■ **WHAT THE TASK ASKS**:
Rewrite the listing below as a numbered list with one entry per line, leaving out any blank lines.
Begin RECORDS PROVIDED
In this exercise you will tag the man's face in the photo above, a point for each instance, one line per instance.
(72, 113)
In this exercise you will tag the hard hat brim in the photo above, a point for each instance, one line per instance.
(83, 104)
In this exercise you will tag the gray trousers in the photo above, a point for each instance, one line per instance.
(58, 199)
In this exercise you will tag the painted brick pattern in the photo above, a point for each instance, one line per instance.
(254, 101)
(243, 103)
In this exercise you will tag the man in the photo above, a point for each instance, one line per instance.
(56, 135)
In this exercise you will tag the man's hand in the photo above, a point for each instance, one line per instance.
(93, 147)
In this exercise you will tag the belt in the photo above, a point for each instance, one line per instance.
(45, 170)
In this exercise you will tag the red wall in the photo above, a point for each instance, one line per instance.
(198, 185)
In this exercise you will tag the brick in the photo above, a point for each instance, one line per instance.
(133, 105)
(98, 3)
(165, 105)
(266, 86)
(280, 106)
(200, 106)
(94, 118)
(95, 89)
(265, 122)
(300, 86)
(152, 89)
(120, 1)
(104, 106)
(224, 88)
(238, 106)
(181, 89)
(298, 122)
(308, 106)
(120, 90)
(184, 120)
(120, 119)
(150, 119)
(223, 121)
End RECORDS PROVIDED
■ **THE SOLUTION**:
1. In this exercise you will tag the man's face in the photo above, a point for each instance, one line per instance.
2. (72, 113)
3. In this exercise you will tag the hard hat brim in the photo above, a point for each instance, one line per instance.
4. (83, 104)
5. In this exercise you will tag the gray trousers in the photo above, a point for each instance, one line per instance.
6. (58, 199)
7. In this exercise you will tag the painted brick pattern in the photo above, a point for each instance, one line per instance.
8. (254, 101)
9. (243, 103)
10. In this exercise you will tag the man in the photo above, a point for each instance, one line per instance.
11. (56, 135)
12. In this exercise you will tag the man's hand in the photo above, a point for each instance, one line per instance.
13. (93, 147)
14. In this exercise you will tag the belt in the photo above, a point for each instance, one line per instance.
15. (45, 170)
16. In this exercise you will tag the red wall in the photo above, a point for each instance, one line per instance.
17. (198, 185)
18. In this exercise you will tag the brick in the photo above, a point for each instance, one line per instance.
19. (133, 105)
20. (98, 3)
21. (165, 105)
22. (266, 86)
23. (280, 106)
24. (200, 106)
25. (94, 118)
26. (95, 89)
27. (265, 122)
28. (300, 86)
29. (152, 89)
30. (120, 1)
31. (104, 106)
32. (224, 88)
33. (238, 106)
34. (181, 89)
35. (298, 122)
36. (308, 106)
37. (120, 90)
38. (184, 120)
39. (120, 119)
40. (150, 119)
41. (223, 121)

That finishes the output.